# [The exercise]
Pictures are to be left out; otherwise, copy exactly the lines from the line containing "Practice step: point at the blue jeans" through the end of the data.

# [Dataset extract]

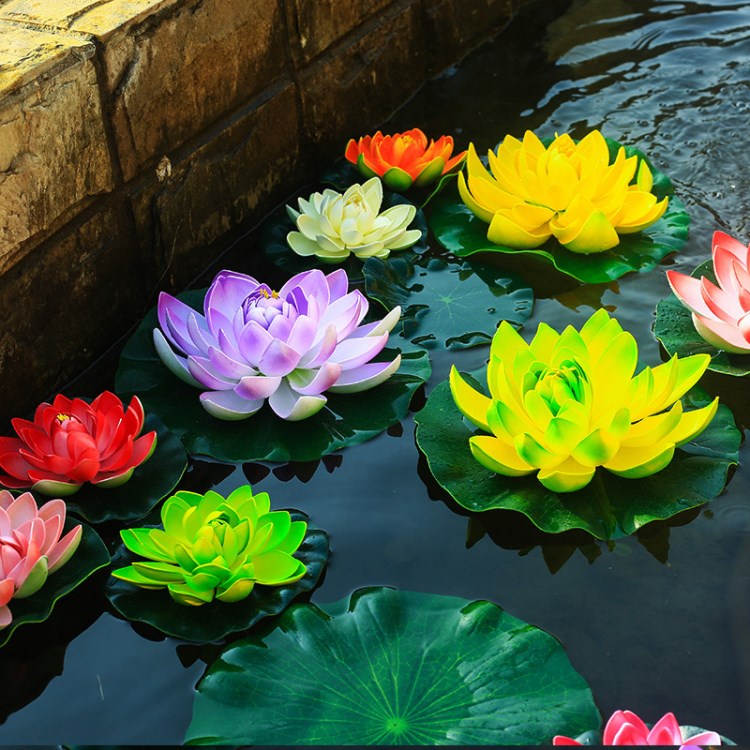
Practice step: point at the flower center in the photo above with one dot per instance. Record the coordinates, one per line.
(264, 304)
(557, 385)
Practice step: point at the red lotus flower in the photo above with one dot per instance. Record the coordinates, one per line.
(71, 442)
(404, 159)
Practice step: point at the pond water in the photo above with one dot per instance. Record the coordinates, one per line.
(655, 623)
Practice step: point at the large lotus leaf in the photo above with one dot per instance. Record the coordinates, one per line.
(674, 329)
(275, 229)
(462, 233)
(393, 668)
(456, 305)
(151, 481)
(609, 506)
(347, 419)
(212, 622)
(88, 558)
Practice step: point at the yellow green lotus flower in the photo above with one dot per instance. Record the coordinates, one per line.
(569, 402)
(212, 548)
(568, 189)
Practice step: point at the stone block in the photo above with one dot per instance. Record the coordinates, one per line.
(348, 93)
(95, 17)
(173, 76)
(53, 151)
(231, 181)
(456, 26)
(315, 26)
(64, 304)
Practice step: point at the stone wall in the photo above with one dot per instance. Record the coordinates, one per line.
(136, 134)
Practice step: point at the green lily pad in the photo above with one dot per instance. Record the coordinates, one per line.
(347, 419)
(214, 621)
(460, 232)
(456, 305)
(90, 556)
(275, 229)
(675, 331)
(392, 668)
(152, 481)
(609, 506)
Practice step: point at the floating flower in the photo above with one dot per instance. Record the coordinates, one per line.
(625, 728)
(332, 225)
(404, 159)
(721, 314)
(289, 346)
(567, 403)
(30, 546)
(212, 548)
(71, 442)
(568, 189)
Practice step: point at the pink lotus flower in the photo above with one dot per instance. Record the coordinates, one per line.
(71, 442)
(721, 314)
(625, 728)
(30, 546)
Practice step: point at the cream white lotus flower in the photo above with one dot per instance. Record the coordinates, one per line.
(332, 225)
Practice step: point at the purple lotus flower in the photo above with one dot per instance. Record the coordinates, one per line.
(289, 347)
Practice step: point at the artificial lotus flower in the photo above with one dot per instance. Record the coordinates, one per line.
(30, 546)
(71, 442)
(288, 347)
(568, 402)
(567, 190)
(404, 159)
(332, 225)
(212, 548)
(626, 728)
(721, 314)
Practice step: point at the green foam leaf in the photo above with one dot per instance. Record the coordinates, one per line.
(455, 305)
(393, 668)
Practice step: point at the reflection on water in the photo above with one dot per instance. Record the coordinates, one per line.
(655, 623)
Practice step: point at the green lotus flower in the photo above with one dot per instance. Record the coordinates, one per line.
(212, 548)
(569, 402)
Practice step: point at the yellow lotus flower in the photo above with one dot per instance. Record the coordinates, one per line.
(568, 402)
(569, 190)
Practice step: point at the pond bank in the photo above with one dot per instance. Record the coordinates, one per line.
(137, 134)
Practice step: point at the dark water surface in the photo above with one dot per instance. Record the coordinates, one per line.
(655, 623)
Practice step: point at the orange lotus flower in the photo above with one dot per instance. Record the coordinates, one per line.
(404, 159)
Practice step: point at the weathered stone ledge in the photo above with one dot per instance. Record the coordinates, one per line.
(135, 134)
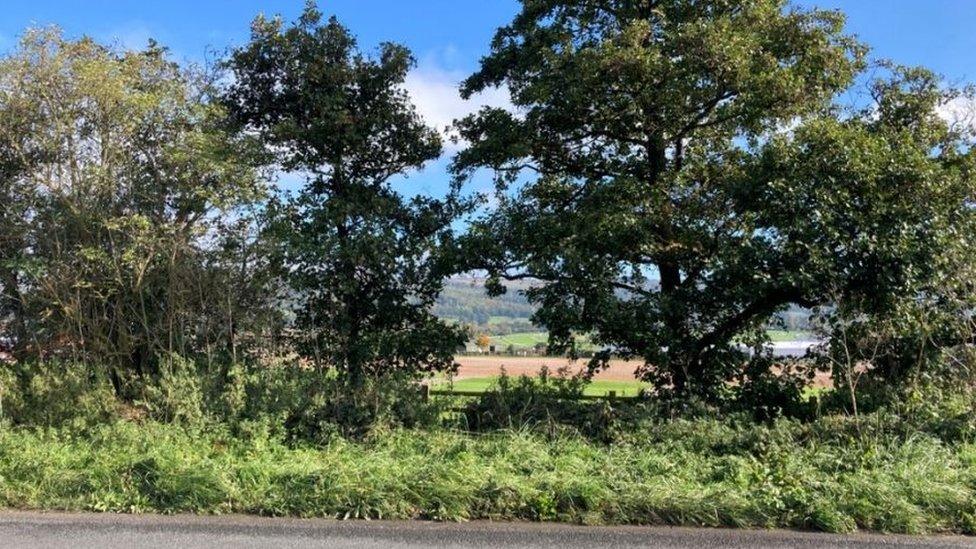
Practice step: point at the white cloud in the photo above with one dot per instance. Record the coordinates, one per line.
(435, 91)
(132, 36)
(960, 112)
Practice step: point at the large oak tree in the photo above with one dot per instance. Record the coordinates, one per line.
(674, 172)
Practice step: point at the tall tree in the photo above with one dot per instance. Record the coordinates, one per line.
(634, 144)
(117, 177)
(366, 264)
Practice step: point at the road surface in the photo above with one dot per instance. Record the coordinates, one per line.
(81, 531)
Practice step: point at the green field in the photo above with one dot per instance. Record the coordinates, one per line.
(527, 340)
(596, 388)
(520, 340)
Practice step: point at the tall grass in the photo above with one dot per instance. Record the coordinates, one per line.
(279, 441)
(702, 473)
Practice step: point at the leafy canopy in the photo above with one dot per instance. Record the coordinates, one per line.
(682, 174)
(365, 263)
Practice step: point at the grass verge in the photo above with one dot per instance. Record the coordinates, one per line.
(702, 473)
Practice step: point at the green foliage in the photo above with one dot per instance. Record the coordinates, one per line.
(689, 178)
(691, 472)
(56, 393)
(120, 196)
(365, 263)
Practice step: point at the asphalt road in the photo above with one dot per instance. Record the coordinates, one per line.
(79, 531)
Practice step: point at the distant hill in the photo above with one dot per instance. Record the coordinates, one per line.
(465, 300)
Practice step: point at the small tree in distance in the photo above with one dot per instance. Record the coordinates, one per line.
(365, 263)
(483, 342)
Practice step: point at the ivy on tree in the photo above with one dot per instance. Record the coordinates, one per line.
(365, 263)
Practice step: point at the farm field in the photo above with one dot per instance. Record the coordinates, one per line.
(600, 387)
(528, 340)
(489, 367)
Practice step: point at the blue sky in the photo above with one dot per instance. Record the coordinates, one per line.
(449, 36)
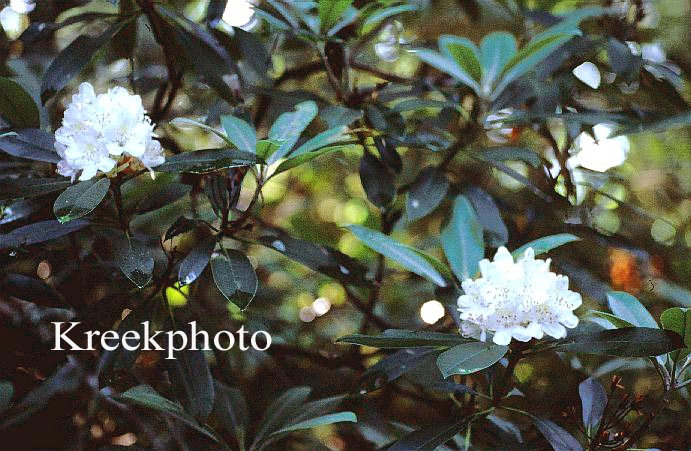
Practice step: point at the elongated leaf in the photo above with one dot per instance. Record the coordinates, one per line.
(545, 244)
(394, 338)
(508, 154)
(625, 342)
(191, 379)
(430, 437)
(39, 232)
(205, 161)
(559, 438)
(464, 52)
(196, 261)
(324, 139)
(426, 193)
(468, 358)
(330, 12)
(678, 320)
(394, 366)
(593, 400)
(338, 417)
(528, 57)
(317, 257)
(234, 277)
(81, 199)
(73, 59)
(230, 410)
(406, 256)
(496, 50)
(289, 126)
(16, 106)
(32, 144)
(135, 260)
(280, 412)
(240, 133)
(145, 396)
(448, 66)
(462, 239)
(26, 188)
(628, 308)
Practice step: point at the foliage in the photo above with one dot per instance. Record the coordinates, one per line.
(369, 155)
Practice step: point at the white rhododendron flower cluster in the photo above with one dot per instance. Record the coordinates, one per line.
(100, 131)
(520, 300)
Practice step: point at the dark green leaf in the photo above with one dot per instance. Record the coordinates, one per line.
(191, 379)
(558, 437)
(628, 308)
(426, 193)
(16, 106)
(25, 187)
(136, 261)
(468, 358)
(323, 420)
(625, 342)
(32, 144)
(230, 410)
(545, 244)
(234, 277)
(317, 257)
(376, 180)
(394, 338)
(196, 261)
(462, 239)
(81, 199)
(240, 133)
(39, 232)
(411, 259)
(430, 437)
(73, 59)
(210, 160)
(593, 402)
(289, 126)
(281, 412)
(145, 396)
(330, 12)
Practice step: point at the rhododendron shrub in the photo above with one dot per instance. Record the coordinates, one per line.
(344, 224)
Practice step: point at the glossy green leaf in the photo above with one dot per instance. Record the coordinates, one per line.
(145, 396)
(395, 338)
(447, 65)
(496, 50)
(16, 105)
(462, 239)
(24, 188)
(289, 126)
(240, 133)
(678, 319)
(468, 358)
(628, 308)
(234, 277)
(545, 244)
(81, 199)
(330, 12)
(339, 417)
(73, 59)
(409, 258)
(426, 193)
(205, 161)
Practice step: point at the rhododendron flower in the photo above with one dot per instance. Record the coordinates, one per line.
(520, 300)
(100, 131)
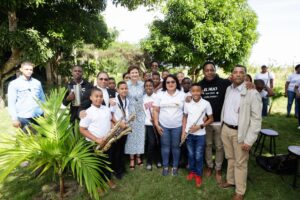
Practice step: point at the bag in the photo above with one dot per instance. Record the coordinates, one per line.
(281, 164)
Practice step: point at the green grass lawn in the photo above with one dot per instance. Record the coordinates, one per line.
(143, 184)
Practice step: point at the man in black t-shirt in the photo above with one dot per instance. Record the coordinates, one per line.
(84, 86)
(214, 89)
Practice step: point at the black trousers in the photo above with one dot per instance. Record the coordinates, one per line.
(153, 145)
(117, 156)
(108, 158)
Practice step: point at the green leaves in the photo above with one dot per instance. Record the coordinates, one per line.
(54, 146)
(199, 30)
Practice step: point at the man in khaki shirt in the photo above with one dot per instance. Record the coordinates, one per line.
(241, 118)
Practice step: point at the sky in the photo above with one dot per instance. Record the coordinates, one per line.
(278, 28)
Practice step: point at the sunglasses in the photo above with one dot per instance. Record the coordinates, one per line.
(168, 82)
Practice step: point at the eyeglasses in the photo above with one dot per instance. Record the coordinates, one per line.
(168, 82)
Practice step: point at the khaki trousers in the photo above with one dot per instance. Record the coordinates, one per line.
(237, 160)
(213, 136)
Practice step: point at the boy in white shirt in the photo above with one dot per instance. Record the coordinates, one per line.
(97, 123)
(153, 150)
(193, 129)
(120, 110)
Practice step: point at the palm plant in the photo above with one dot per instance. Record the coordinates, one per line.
(54, 147)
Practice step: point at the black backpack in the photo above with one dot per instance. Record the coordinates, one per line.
(280, 164)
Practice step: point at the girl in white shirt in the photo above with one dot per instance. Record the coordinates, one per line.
(153, 150)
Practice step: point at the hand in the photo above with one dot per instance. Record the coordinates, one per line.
(188, 99)
(71, 96)
(183, 136)
(123, 125)
(16, 124)
(160, 130)
(194, 128)
(82, 114)
(100, 140)
(246, 147)
(250, 85)
(112, 102)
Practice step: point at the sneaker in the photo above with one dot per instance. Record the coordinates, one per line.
(158, 165)
(149, 167)
(190, 176)
(198, 181)
(174, 171)
(165, 171)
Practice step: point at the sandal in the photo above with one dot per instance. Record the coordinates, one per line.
(130, 165)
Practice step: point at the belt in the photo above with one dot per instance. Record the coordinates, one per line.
(231, 126)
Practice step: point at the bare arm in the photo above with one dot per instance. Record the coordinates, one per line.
(155, 119)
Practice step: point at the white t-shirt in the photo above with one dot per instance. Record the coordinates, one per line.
(293, 79)
(171, 108)
(266, 77)
(194, 110)
(117, 109)
(148, 106)
(263, 94)
(97, 121)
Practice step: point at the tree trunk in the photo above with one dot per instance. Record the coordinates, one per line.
(61, 185)
(14, 59)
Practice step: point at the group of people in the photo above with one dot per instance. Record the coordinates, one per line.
(171, 113)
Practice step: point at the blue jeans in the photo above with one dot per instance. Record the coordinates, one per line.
(291, 96)
(195, 145)
(170, 140)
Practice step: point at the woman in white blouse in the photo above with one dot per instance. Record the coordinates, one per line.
(168, 113)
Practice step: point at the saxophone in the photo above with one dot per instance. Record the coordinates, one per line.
(115, 134)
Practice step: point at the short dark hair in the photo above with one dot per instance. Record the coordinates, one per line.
(132, 68)
(164, 85)
(196, 84)
(186, 78)
(241, 66)
(124, 74)
(259, 81)
(250, 77)
(148, 80)
(155, 74)
(121, 83)
(208, 63)
(103, 72)
(153, 61)
(95, 89)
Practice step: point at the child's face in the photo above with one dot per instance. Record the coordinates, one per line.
(156, 80)
(111, 84)
(96, 98)
(123, 90)
(149, 88)
(196, 92)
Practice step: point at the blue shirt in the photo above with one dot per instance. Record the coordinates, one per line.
(23, 95)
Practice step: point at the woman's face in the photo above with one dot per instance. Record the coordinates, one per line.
(134, 75)
(170, 84)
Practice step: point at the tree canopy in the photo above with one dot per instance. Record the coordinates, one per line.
(199, 30)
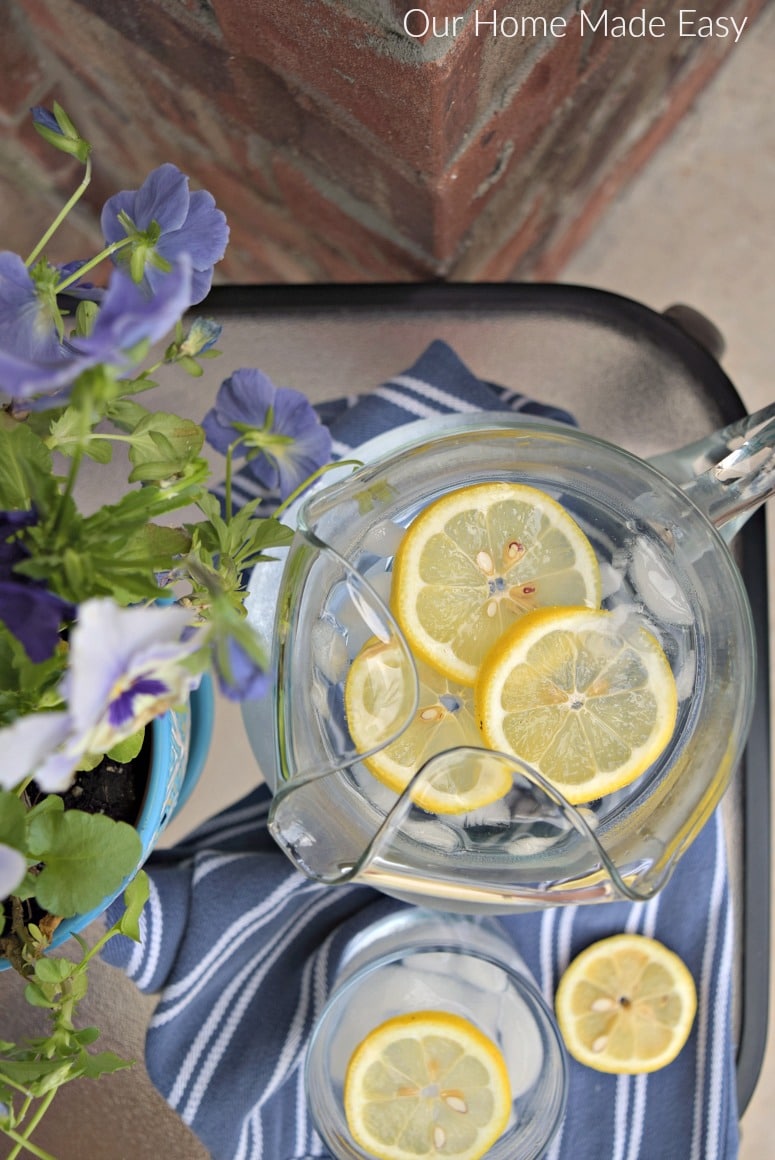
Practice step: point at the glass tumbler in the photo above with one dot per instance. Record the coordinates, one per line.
(465, 965)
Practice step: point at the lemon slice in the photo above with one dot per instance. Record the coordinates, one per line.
(478, 558)
(378, 698)
(587, 700)
(429, 1084)
(625, 1005)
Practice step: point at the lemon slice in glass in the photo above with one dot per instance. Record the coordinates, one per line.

# [Task result]
Practice step: point at the blue jeans in the photo above with one dot per instance. Record the coordinates, one per line.
(291, 96)
(195, 145)
(170, 140)
Practice step: point at the woman in white blouse in the photo above with one dot per instance. Record the coordinates, one per line.
(168, 113)
Practice step: point at the saxophone in the photo above with one dot per instance. Record the coordinates, one per line.
(115, 134)
Practice step: point at the short dark hair in the photo above with one dot per instance. Record the coordinates, one per line.
(132, 68)
(164, 85)
(196, 84)
(186, 78)
(241, 66)
(124, 74)
(259, 81)
(250, 77)
(148, 80)
(155, 74)
(121, 83)
(208, 63)
(103, 72)
(153, 61)
(95, 89)
Practice step: point at the child's face in the photo above with one dot per instance. Record the coordinates, one per line.
(156, 80)
(111, 84)
(96, 98)
(123, 90)
(149, 88)
(196, 92)
Practice step: point at the blue shirt in the photo above with one dot per instance. Record the coordinates, one per line.
(23, 95)
Practice step: point at the woman's face in the photo above with one dot per instance. Record the coordinates, one per line.
(134, 75)
(170, 84)
Practice step: point at the tree canopy in the photo above with one dot per instance. Record the coordinates, one per line.
(199, 30)
Practice step: point at the glass tumbler in the photo above with one dot per instance. Record the coordinates, one per line.
(465, 965)
Practice step: point at the lemon slice in the photo above with one dot per instance. Record the coordinates, one per line.
(478, 558)
(378, 698)
(587, 700)
(429, 1084)
(625, 1005)
Practice step: point at the lemon slice in glass in the photo above with one dot per instance. Record the coordinates, one per line.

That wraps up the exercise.